Saved entries
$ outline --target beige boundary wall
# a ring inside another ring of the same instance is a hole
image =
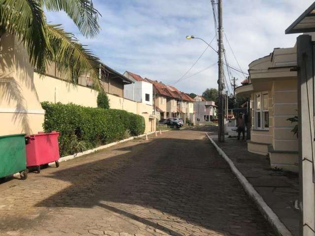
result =
[[[34,73],[24,47],[14,36],[2,36],[0,49],[0,136],[42,131],[43,101],[97,107],[97,91]],[[156,131],[152,106],[108,95],[111,108],[143,116],[145,132]]]

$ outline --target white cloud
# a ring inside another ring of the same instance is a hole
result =
[[[285,35],[284,30],[312,3],[312,0],[224,0],[224,31],[243,69],[247,71],[252,61],[269,54],[274,48],[293,46],[297,35]],[[186,35],[194,34],[210,41],[214,35],[209,0],[98,0],[94,5],[102,16],[101,31],[94,39],[77,34],[78,30],[64,13],[48,13],[47,18],[75,33],[112,68],[166,84],[181,77],[205,48],[202,41],[187,40]],[[227,44],[225,47],[229,63],[236,66]],[[208,49],[187,76],[217,60],[216,54]],[[217,71],[213,67],[175,86],[201,93],[207,88],[217,88]]]

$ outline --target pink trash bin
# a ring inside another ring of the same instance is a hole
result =
[[[40,165],[55,162],[59,167],[59,133],[39,132],[37,134],[26,135],[26,166],[36,167],[40,172]]]

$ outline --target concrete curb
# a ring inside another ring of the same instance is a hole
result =
[[[167,132],[169,130],[162,130],[161,132]],[[159,131],[157,131],[157,132],[158,132],[158,133],[159,132]],[[61,157],[60,159],[59,159],[59,162],[62,162],[63,161],[67,161],[69,160],[72,160],[77,157],[79,157],[79,156],[87,155],[88,154],[94,152],[99,150],[108,148],[110,148],[112,146],[114,146],[115,145],[117,145],[119,144],[121,144],[127,141],[130,141],[131,140],[133,140],[136,138],[141,138],[142,137],[145,136],[146,135],[149,135],[150,134],[154,134],[155,133],[155,132],[156,131],[150,132],[149,133],[147,133],[146,134],[141,134],[141,135],[139,135],[138,136],[130,137],[130,138],[128,138],[127,139],[123,139],[122,140],[120,140],[117,142],[114,142],[114,143],[111,143],[110,144],[106,144],[106,145],[103,145],[102,146],[97,147],[97,148],[94,148],[90,149],[90,150],[87,150],[86,151],[84,151],[82,152],[79,152],[78,153],[73,154],[72,155],[69,155],[68,156],[63,156],[62,157]],[[55,165],[55,162],[51,162],[50,163],[49,163],[48,165],[49,165],[49,166],[53,166]]]
[[[161,132],[167,132],[169,130],[161,130]],[[106,145],[103,145],[102,146],[97,147],[97,148],[95,148],[93,149],[90,149],[90,150],[87,150],[86,151],[83,151],[82,152],[78,152],[77,153],[75,153],[72,155],[69,155],[68,156],[63,156],[61,157],[59,159],[59,162],[62,162],[63,161],[67,161],[70,160],[72,160],[73,159],[76,158],[77,157],[79,157],[80,156],[84,156],[85,155],[87,155],[88,154],[92,153],[96,151],[102,150],[103,149],[108,148],[112,146],[114,146],[115,145],[117,145],[119,144],[121,144],[122,143],[125,143],[125,142],[130,141],[130,140],[133,140],[136,138],[141,138],[142,137],[144,137],[146,135],[149,135],[150,134],[154,134],[156,131],[150,132],[149,133],[147,133],[146,134],[141,134],[141,135],[139,135],[138,136],[133,136],[130,137],[127,139],[123,139],[122,140],[120,140],[117,142],[115,142],[114,143],[111,143],[110,144],[106,144]],[[159,133],[159,131],[157,131],[158,133]],[[49,166],[55,166],[55,162],[51,162],[48,163]],[[18,177],[20,176],[20,173],[15,173],[13,174],[13,176],[14,177]]]
[[[231,159],[229,158],[225,152],[219,148],[212,139],[209,137],[208,134],[206,134],[206,135],[213,146],[215,146],[219,153],[223,157],[229,164],[231,170],[235,176],[236,176],[237,179],[243,186],[245,192],[246,192],[250,198],[254,201],[260,212],[269,221],[277,235],[280,236],[292,236],[292,234],[291,234],[285,226],[280,221],[275,212],[274,212],[271,208],[267,205],[252,185],[238,170]]]

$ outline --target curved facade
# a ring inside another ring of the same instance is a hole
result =
[[[236,88],[251,98],[249,151],[268,155],[272,168],[298,171],[298,139],[291,132],[297,115],[296,49],[275,49],[249,65],[248,83]]]

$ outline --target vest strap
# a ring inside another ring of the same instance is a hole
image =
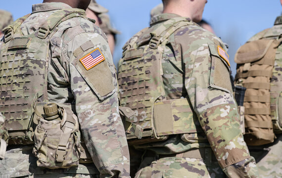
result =
[[[270,102],[270,95],[245,95],[245,102]]]
[[[85,15],[85,11],[80,9],[61,9],[58,10],[47,18],[39,27],[37,37],[44,39],[54,29],[62,22],[73,17]]]

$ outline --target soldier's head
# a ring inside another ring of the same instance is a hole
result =
[[[163,13],[175,13],[190,17],[195,22],[202,19],[207,0],[162,0]]]
[[[99,14],[101,13],[107,12],[108,11],[108,9],[97,3],[95,0],[92,0],[86,10],[86,16],[88,18],[95,20],[96,21],[95,24],[99,26],[101,23],[101,21],[99,17]]]
[[[63,2],[73,8],[78,8],[83,10],[86,10],[91,0],[43,0],[43,2]]]
[[[2,30],[13,22],[12,14],[5,10],[0,10],[0,39],[3,35]]]

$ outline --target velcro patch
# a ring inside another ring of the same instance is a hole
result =
[[[230,67],[230,63],[229,63],[229,55],[219,45],[217,46],[217,51],[218,54],[222,57],[225,61],[227,63],[228,65]]]
[[[105,60],[98,47],[83,56],[79,61],[87,70],[89,70]]]

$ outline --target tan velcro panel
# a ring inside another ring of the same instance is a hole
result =
[[[154,122],[158,136],[196,133],[200,127],[186,98],[170,99],[154,105]]]
[[[264,56],[274,40],[259,40],[247,43],[238,49],[235,58],[237,64],[252,62]]]

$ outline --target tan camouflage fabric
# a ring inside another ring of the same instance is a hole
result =
[[[145,39],[150,32],[160,26],[165,29],[168,27],[166,26],[167,20],[179,17],[172,14],[153,17],[150,27],[134,36],[128,43],[136,38],[138,41]],[[232,92],[230,68],[217,51],[218,46],[225,49],[222,42],[198,26],[190,25],[175,31],[168,38],[168,44],[161,61],[165,99],[187,98],[194,118],[200,124],[196,129],[204,134],[186,135],[190,138],[188,140],[182,136],[183,135],[174,134],[164,141],[146,144],[138,144],[137,140],[133,144],[135,149],[143,152],[150,150],[155,159],[147,159],[149,156],[144,154],[139,161],[141,166],[138,173],[141,173],[141,176],[137,174],[136,177],[145,177],[144,175],[152,178],[177,177],[181,170],[184,173],[193,172],[198,177],[210,177],[208,173],[210,172],[222,175],[224,172],[230,178],[257,177],[254,159],[250,156],[240,129],[237,106]],[[129,61],[120,61],[119,66]],[[128,82],[124,79],[119,84]],[[120,93],[122,92],[120,90]],[[179,163],[173,161],[175,158],[161,159],[166,155],[185,154],[192,148],[209,147],[218,162],[218,166],[213,165],[211,170],[207,166],[211,161],[208,159],[201,162],[200,159],[187,160],[181,157]],[[132,160],[135,156],[131,156]],[[138,161],[133,161],[138,164]]]
[[[98,15],[101,19],[101,23],[99,24],[99,27],[103,32],[107,35],[108,34],[120,34],[119,32],[117,29],[113,27],[111,24],[110,16],[106,13],[101,13]]]
[[[13,22],[13,16],[11,13],[0,9],[0,31]]]
[[[32,14],[20,26],[21,32],[25,35],[33,33],[57,9],[71,8],[60,2],[33,5]],[[10,145],[5,159],[0,160],[0,177],[43,174],[56,177],[60,174],[73,177],[80,174],[129,177],[129,154],[118,111],[116,72],[105,39],[104,34],[92,22],[75,17],[59,25],[50,39],[48,52],[48,101],[74,106],[73,110],[94,164],[80,164],[68,169],[40,168],[32,154],[33,145]],[[79,59],[97,48],[105,60],[86,72],[79,65]]]
[[[248,42],[262,39],[277,39],[282,34],[282,16],[279,16],[275,21],[274,26],[252,37]],[[271,79],[271,97],[272,117],[277,116],[280,123],[282,120],[281,102],[282,89],[282,45],[280,44],[276,53],[273,76]],[[274,88],[274,86],[277,86]],[[276,91],[278,90],[278,92]],[[274,95],[275,94],[275,95]],[[279,112],[276,112],[276,107]],[[274,128],[275,129],[275,127]],[[253,155],[257,162],[260,178],[281,178],[282,177],[282,136],[281,134],[276,134],[277,138],[273,143],[260,146],[249,147],[250,154]]]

TASK STATEMENT: Show every line in the entries above that contains the word "outline". Case counts.

TASK RESULT:
$ outline --target beige boundary wall
$ outline --target white cloud
$ outline --target pink trash bin
$ outline --target concrete curb
$ outline --target curved facade
$ outline --target vest strap
$ outline --target soldier's head
$ outline --target velcro patch
$ outline --target tan velcro panel
$ outline --target tan camouflage fabric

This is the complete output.